Start of Exercise input

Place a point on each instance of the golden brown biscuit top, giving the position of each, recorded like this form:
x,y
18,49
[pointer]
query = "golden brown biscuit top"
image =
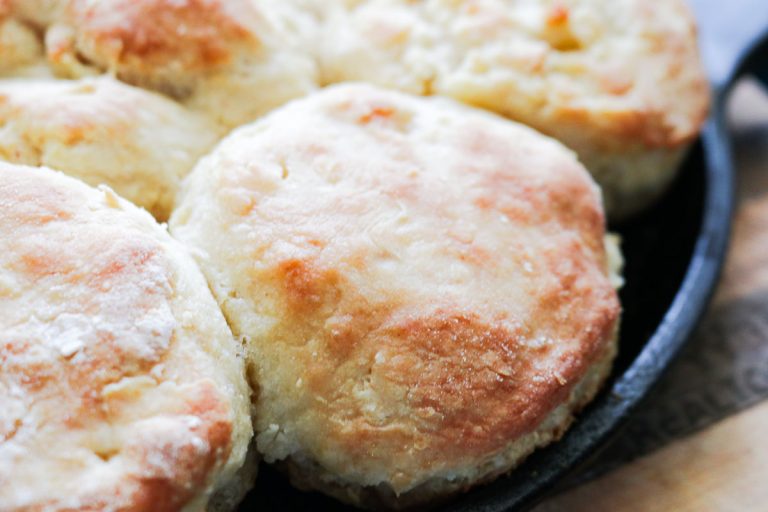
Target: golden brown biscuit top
x,y
420,283
102,131
193,35
598,75
112,398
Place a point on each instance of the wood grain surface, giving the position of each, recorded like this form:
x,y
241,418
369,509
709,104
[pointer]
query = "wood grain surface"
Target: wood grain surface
x,y
725,466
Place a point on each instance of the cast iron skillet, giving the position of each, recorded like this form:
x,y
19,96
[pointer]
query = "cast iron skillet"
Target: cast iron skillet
x,y
674,254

End of Exercise input

■ How to complete this task ■
Write the entries above out in full, exactly, with no images.

■ Solution for this exercise ■
Place a point on each instance of the golden brown biscuit top, giving the position of each, recorded like this form:
x,y
18,49
[pointer]
query = "golden brown biscuit top"
image =
Target: golden brown biscuit top
x,y
420,283
102,131
193,35
598,75
112,398
Place a point on each instance of the wood grain surface, giving the position of each, recorded like this form:
x,y
241,418
369,509
709,104
[pointer]
query = "wood grain surface"
Target: wood grain surface
x,y
725,466
Place a point on each instance of the cast iron skillet, giving the position of each, recorded like this form:
x,y
19,96
[pointer]
query = "cast iron skillet"
Target: cast iron skillet
x,y
674,254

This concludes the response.